==== Selected passage ====

As the Founder and Executive Director of Heal Charlotte, I spend my day working towards preventing violence and being a good steward of my community, volunteers, donors, and the children we serve, while furthering the mission and vision of our organization.
Heal Charlotte is a continuation of the programming that is already happening at Martin Luther King, Jr. Middle School where we run our afterschool program. The children learn about village building, empathy, integrity, and systemic barriers they will face.
Many times as leaders, we speak on a macro level and the goals might not seem attainable to young people. So while we teach them, we also use methods to find solutions to the problems they face themselves. One example is the food disparities we face in the neighborhood. Young people in Charlotte don’t have to wait for someone else to help, they can do something right now. This community garden is a realistic solution that is tangible for them, and it’s a perfect introduction to activism and leadership.

====

## Tasks and exercises
[1] According to the passage on Heal Charlotte, what topics do the children learn about? List each one.
[2] In the passage on Heal Charlotte, which school hosts the organization's afterschool program?

==== Entries provided ====

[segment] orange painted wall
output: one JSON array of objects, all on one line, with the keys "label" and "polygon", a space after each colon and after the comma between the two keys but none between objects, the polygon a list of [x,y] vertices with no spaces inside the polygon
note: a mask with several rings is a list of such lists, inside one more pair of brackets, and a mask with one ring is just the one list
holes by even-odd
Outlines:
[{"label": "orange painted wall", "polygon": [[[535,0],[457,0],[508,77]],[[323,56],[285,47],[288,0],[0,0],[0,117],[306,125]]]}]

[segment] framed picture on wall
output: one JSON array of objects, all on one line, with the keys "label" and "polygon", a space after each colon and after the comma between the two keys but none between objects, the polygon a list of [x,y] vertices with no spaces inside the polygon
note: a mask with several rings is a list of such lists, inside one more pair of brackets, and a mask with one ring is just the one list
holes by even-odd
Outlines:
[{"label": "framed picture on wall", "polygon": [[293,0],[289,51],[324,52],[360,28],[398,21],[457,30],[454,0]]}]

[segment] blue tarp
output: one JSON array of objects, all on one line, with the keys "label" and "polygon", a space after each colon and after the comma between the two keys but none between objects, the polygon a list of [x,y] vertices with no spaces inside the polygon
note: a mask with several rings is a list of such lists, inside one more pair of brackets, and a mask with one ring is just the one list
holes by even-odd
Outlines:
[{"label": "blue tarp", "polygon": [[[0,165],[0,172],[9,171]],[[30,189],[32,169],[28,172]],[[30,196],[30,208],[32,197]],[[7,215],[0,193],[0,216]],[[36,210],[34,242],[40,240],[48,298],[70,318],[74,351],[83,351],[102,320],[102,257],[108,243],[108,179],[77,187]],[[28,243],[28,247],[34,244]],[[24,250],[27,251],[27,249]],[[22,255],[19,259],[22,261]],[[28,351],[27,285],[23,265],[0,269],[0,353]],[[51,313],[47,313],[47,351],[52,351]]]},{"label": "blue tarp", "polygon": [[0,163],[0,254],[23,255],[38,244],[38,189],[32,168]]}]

====

## Set of answers
[1] Village building, empathy, integrity, and systemic barriers they will face.

[2] Martin Luther King, Jr. Middle School.